(Data items)
----

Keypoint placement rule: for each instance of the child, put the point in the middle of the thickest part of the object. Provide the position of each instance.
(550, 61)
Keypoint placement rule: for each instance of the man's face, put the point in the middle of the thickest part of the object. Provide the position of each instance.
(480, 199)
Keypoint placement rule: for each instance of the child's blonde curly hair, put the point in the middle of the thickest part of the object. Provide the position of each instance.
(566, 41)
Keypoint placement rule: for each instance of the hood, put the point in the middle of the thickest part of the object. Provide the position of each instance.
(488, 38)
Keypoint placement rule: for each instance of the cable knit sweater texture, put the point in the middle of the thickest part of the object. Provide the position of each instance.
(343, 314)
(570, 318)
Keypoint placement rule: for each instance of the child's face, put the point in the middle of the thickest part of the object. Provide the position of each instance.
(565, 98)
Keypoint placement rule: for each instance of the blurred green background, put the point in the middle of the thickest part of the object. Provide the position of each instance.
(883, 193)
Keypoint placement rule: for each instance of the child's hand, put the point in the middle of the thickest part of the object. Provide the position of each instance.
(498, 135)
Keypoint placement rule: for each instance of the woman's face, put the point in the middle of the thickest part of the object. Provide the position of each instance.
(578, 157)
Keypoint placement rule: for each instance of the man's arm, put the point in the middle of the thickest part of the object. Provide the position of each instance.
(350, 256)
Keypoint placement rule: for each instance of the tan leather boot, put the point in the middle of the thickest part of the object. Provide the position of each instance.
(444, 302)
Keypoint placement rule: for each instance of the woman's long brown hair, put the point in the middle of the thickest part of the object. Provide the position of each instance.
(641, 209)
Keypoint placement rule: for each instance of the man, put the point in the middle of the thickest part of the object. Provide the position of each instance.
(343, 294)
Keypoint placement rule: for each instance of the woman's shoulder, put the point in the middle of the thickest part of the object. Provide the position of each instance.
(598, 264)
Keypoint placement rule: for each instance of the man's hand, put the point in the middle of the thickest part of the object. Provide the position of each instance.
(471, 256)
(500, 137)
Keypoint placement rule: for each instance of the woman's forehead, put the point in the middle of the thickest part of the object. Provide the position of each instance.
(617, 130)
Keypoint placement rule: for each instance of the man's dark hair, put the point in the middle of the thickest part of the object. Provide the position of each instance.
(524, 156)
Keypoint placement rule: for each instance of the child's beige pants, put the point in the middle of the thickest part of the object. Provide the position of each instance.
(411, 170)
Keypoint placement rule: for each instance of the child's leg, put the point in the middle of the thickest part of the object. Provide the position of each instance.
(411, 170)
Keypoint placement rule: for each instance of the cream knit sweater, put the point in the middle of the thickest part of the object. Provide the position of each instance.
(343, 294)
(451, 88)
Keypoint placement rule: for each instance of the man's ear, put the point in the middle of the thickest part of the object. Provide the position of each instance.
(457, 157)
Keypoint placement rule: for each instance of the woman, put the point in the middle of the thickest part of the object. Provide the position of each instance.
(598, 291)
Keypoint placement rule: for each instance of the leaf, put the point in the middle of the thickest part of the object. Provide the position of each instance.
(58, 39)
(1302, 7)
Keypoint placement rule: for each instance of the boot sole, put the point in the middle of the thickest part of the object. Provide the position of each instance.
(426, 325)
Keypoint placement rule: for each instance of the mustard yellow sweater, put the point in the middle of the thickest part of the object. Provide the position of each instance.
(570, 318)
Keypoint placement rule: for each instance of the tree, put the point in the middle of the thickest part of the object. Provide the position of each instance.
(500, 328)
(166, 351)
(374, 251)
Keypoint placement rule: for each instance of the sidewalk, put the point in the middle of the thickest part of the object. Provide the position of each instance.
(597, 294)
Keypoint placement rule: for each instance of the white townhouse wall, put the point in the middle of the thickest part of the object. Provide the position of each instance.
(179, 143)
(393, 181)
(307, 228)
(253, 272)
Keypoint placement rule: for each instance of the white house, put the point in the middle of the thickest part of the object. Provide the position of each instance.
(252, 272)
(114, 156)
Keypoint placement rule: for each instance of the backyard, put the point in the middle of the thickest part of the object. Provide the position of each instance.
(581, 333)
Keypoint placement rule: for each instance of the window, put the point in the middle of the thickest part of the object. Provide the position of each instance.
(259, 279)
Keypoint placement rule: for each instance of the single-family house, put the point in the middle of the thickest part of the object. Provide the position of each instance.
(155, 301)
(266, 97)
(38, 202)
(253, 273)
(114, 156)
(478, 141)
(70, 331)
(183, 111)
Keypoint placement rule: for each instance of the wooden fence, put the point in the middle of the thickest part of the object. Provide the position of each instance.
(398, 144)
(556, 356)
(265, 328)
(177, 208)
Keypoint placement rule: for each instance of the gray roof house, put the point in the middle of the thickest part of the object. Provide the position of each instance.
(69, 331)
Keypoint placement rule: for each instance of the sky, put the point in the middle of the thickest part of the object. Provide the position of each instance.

----

Give back every line of the data exactly.

→ **RESPONSE TO THE TASK**
Keypoint placement rule: for each instance of the child, put the point in the middle of the thickest part of the object. Provide the position of each instance.
(550, 61)
Keypoint placement rule: for each instance of the man's face, put the point in the middle of the thickest part of the object. Provide the position of each instance.
(480, 199)
Keypoint placement rule: for each instance of the child's blonde curly hair, put the point in the middle of the thickest part of the object. Provide the position of each instance.
(566, 41)
Keypoint placement rule: for each instance of the hood, put the point in the middle of the thickest part of the object. Provide the position of each instance.
(488, 38)
Keypoint placement rule: for each instance of the cable knit sweater texture, put the point in the middle of the thickest part of the object. Provide the position of each instance.
(343, 314)
(570, 318)
Keypoint placement rule: for each instance of the child's face, put the point in the middle of the thickest part of the object. Provide the position of each instance.
(565, 98)
Keypoint placement rule: for each instance of the blurred green background, put the point in the middle of the thickest part of the object. Provide the position of each instance.
(883, 193)
Keypoint placement rule: for each instance of the child's hand, put the point in the middle of the thickest part of the object. Provide the position of each instance.
(498, 135)
Keypoint placement rule: for each instance of the woman's face, put the point in the middle of the thickest part of the object. Provide the position of each instance.
(578, 157)
Keypoint placement rule: for each instance of the man's arm, put the point in the middle of the thickest part of the object. Provide the position of each instance.
(350, 256)
Keypoint placement rule: for each instance of the tan leather boot, put the point in the middle of the thickest part of the object. Provide the position of each instance.
(444, 302)
Keypoint placement rule: for each instance of the woman's long brown hair, put the point in the middle of the thickest part of the object. Provide the position of each instance.
(641, 209)
Keypoint placement rule: for each instance of the man, put the point in the middle of the thickest part of the object. Provide the position of each instance.
(343, 294)
Keypoint placement rule: for each instance of the woman's shoulder, put the point in the middle of the thickest part of the object. Provide the position of each instance.
(598, 264)
Keypoint placement rule: for each instance of the man's hand, put the point in the middle of the thickest part of the object. Provide the position of each instance.
(471, 256)
(500, 137)
Keypoint placement rule: for each instance of the woman's forehead, put the point in the middle of the thickest part of the object. Provide the position of each instance.
(617, 130)
Keypoint placement rule: for each instance of the man's dark hair, put the point in the middle of the thickest part of the object. Provide the position of each instance.
(524, 156)
Keypoint placement rule: for each instance of the child's beige pants, put the point in the middle of the thickest part of the object. Provide the position of each instance.
(411, 170)
Keypoint placement rule: for each instance of the child's leg, put the point in the middle of the thickest part of the object. Provide the position of each instance.
(411, 170)
Keypoint placement rule: for each instance of the cream knit sweater, put the point in the middle of the thickest part of the object. Provide the position of each instance.
(343, 294)
(451, 88)
Keypoint placement rule: for each instance of the man's ear, put the point in the middle of the thickest part of the object. Provide the position of each instance.
(457, 157)
Keypoint placement rule: for each instance of the woman, put the point in the middle of the thickest part of the object. Provide the position of each instance.
(598, 291)
Keypoint placement rule: for each instance of the leaf, put the point in the middle of the thickest part of the object. Provide the position of each instance.
(58, 39)
(1302, 7)
Keypoint placement rule: for each instance of the boot sole, put the point in the middle of the thickest part of the object. Provide the position of each instance.
(426, 325)
Keypoint placement rule: for each instance of the mustard yellow sweater, put the point in the middle of the thickest part of the object. Provide the position of each instance.
(570, 318)
Keypoint placement rule: for each instance of the tree, put the point in the middle of the thickest part of the object. Provide the position of each instance.
(500, 328)
(166, 351)
(374, 251)
Keypoint placement rule: for each instance of the sidewalk, put the point in the middle of the thickest part of the object. Provide the position of each instance.
(597, 294)
Keypoint placement rule: for each instance of the white townhouse wall, put the point in the middle of the thickest part of the object. Provide the position of each instance.
(179, 143)
(393, 181)
(307, 228)
(253, 272)
Keypoint placement rule: for each instance of the white house, put the point in the middle of the thickest part of the object. Provide the position of each instance.
(252, 272)
(114, 156)
Keypoint placement rule: for each instance of the backyard, put the point in the middle of the thickest part of the object. Provide the position of each instance.
(581, 333)
Keypoint placement rule: for each instance of the window, put the point in the middle of the thickest part of the object. Provide the position of each instance.
(259, 279)
Keypoint placement rule: for each instance of the single-family house, put the point in the middle of the thickest part of the object. Provide the position of each instance.
(155, 301)
(266, 97)
(38, 202)
(253, 273)
(114, 156)
(478, 141)
(70, 331)
(183, 111)
Keypoint placement rule: for each instance of the wooden fence, put the point in the middle of the thickest part of the object. Provide the position of each instance.
(398, 144)
(556, 356)
(265, 328)
(177, 208)
Keypoint placement rule: for each instance of the gray roof house, put the point in the middle of the thickest part of the object. Provide the position of each instance.
(69, 331)
Keypoint placement rule: for each instance of the sky, put the point in the middle of the thickest part of the object. Provide the position of each instance.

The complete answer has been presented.